- **SEITENAUSZUG**:
Hier gibt es so eine Pförtnerkabine, aber keine Schranke, um in den Wartebereich zu kommen und kein Hinweisschild, dass ich mich einer der Personen da drin vorstellen muss. Also versuchte ich es mal, dort zu meinen Passagierkollegen zu gehen. Klappte aber nicht. Ich wurde von einer Person, die aus der Bude kam, unpassend gefragt, wo ich hinwollte. Ich sollte mich vor die Kabine stellen und meinen Ausweis kontrollieren lassen. Das war also die Grenzpolizei oder/und der Zoll. Die Bude ist unzureichend gekennzeichnet. Da es keine mechanischen Sperren zur Bording Area gibt, funktioniert die Pass-Kontrolle nur nach dem Prinzip der menschlichen Wachsamkeit.

- **ÜBUNGSAUFGABEN**:
A - Was fehlt laut dem Seitenauszug außer einer Schranke vor dem Wartebereich?
B - Schreib bitte den Abschnitt des Seitenauszugs wortgetreu ab, beginnend bei „Hier gibt es“ und endend bei „der menschlichen Wachsamkeit.“.
C - Übertrage den Satz „Die Bude ist unzureichend gekennzeichnet.“ aus dem Seitenauszug ins Englische.

- **ERFASSTE ANGABEN**:

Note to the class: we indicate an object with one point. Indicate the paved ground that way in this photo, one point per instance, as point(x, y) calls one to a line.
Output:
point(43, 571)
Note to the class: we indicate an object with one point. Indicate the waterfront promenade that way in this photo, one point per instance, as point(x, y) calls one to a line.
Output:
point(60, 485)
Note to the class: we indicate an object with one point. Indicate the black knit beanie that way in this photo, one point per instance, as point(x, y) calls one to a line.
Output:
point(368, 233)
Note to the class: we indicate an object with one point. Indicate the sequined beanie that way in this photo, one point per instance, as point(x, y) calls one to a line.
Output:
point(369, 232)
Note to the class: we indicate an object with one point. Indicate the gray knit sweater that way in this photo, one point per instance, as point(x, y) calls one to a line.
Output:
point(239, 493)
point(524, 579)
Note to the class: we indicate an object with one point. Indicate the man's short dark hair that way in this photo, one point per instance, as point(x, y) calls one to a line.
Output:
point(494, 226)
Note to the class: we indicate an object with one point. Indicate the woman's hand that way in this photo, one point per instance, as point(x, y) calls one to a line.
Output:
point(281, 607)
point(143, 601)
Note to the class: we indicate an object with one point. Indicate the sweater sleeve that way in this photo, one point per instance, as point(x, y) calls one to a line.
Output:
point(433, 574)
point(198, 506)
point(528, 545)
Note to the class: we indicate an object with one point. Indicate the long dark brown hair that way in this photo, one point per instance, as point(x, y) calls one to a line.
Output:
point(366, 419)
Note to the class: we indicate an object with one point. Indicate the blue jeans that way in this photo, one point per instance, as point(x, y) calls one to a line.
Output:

- **LÖSUNGEN**:
A - Ein Hinweisschild, dass man sich einer der Personen in der Kabine vorstellen muss.

B -
Hier gibt es so eine Pförtnerkabine, aber keine Schranke, um in den Wartebereich zu kommen und kein Hinweisschild, dass ich mich einer der Personen da drin vorstellen muss. Also versuchte ich es mal, dort zu meinen Passagierkollegen zu gehen. Klappte aber nicht. Ich wurde von einer Person, die aus der Bude kam, unpassend gefragt, wo ich hinwollte. Ich sollte mich vor die Kabine stellen und meinen Ausweis kontrollieren lassen. Das war also die Grenzpolizei oder/und der Zoll. Die Bude ist unzureichend gekennzeichnet. Da es keine mechanischen Sperren zur Bording Area gibt, funktioniert die Pass-Kontrolle nur nach dem Prinzip der menschlichen Wachsamkeit.

C - The booth is inadequately marked.